Requests:
1) Turn the paragraph beginning "The Senate Commerce Committee on Tuesday" in the legislative update below into a short bulleted list that keeps its main facts.
2) According to the legislative update below, what is the estimated daytime population of Hickory?

Legislators this week reached agreement on a continuing resolution that will allow the state to continue operating in the absence of a budget agreement. The "CR" provides for state spending through Aug. 14 and funds school enrollment growth. It did leave some uncertainty for the funding of programs like driver's education. The continuing resolution was necessary because legislators have not yet agreed upon a state budget and plan to take next week off before returning on July 13 to begin negotiations in earnest.
Meanwhile, the House Finance Committee met again this week to discuss the finance provisions of the Senate budget. Once again, sales tax reallocation was a major point of discussion. Hickory City Manager Mick Berry addressed the committee and noted that while Hickory's permanent residential population is 40,300, its daytime population is estimated at 100,000, and sales taxes are a primary way of supporting that influx of population. Conover Mayor Pro Tem Kyle Hayman and manager Donald Duncan also spoke before the committee and described the economic development investments that city has made to encourage business activity that generates sales tax revenues, revenues which would be distributed around the state primarily on the basis of population under the Senate plan.
The League thanks all of our city officials for taking the time to contact their legislators regarding this issue, and again thanks House Finance chairmen Bill Brawley and Jason Saine for their thorough consideration of this plan. The League will continue to keep you updated on this issue as budget negotiations progress. Contact: Chris Nida
The Senate Commerce Committee on Tuesday gave its approval to HB 168 Exempt Builders' Inventory, which exempts homebuilders from paying property tax on certain improvements to residential and commercial property for a period of time or until the property is sold. The version of HB 168 that passed the House applied only to residential property, but the version taken up by the Senate committee also includes improvements to commercial property like water and sewer lines and roads, for a period of up to five years, until a building permit is issued, or the property is sold. Estimates by legislative staff produced when the bill was considered on the House side indicated that exemption for both residential and commercial property could cost local governments upwards of $65 million annually in property tax revenue.

Extracted records:
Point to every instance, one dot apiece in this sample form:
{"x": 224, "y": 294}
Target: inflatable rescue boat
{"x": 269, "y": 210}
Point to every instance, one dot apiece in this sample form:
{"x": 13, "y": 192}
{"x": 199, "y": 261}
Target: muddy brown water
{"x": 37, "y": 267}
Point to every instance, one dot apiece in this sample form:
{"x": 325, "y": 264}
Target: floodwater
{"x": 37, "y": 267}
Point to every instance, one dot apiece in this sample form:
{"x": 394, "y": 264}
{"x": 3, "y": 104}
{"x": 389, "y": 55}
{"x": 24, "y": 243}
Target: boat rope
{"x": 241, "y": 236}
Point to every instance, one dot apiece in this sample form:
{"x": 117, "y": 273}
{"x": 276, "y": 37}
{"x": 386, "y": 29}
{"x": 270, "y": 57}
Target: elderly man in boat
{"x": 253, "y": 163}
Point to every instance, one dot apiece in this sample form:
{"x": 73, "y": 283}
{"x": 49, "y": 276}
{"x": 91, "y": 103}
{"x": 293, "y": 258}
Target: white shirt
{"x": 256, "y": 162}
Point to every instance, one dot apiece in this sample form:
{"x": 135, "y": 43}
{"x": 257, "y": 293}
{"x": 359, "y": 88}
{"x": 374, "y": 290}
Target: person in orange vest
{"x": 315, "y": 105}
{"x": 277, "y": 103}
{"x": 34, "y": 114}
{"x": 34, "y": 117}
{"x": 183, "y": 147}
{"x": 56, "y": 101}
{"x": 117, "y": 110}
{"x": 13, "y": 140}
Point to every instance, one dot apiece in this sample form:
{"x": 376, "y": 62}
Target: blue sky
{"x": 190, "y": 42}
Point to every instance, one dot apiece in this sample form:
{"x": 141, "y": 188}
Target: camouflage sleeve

* * *

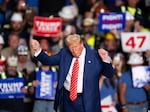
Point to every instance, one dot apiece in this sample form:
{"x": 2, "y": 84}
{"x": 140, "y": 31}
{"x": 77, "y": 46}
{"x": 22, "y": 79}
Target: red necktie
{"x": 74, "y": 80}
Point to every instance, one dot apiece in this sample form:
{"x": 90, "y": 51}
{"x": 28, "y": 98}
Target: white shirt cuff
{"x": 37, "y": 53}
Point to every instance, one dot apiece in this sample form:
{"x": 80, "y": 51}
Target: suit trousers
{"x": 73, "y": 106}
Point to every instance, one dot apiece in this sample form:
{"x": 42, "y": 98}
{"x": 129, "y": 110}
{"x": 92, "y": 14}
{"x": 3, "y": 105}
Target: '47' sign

Answers to the tasks:
1)
- On Tuesday, the Senate Commerce Committee approved HB 168 Exempt Builders' Inventory.
- The bill exempts homebuilders from property tax on certain improvements to residential and commercial property for a period of time or until the property is sold.
- The version passed by the House covered only residential property.
- The Senate committee's version adds improvements to commercial property, such as water and sewer lines and roads. The exemption lasts up to five years, until a building permit is issued, or until the property is sold.
- Legislative staff estimates from the House consideration said exempting both residential and commercial property could cost local governments upwards of $65 million a year in property tax revenue.

2) About 100,000.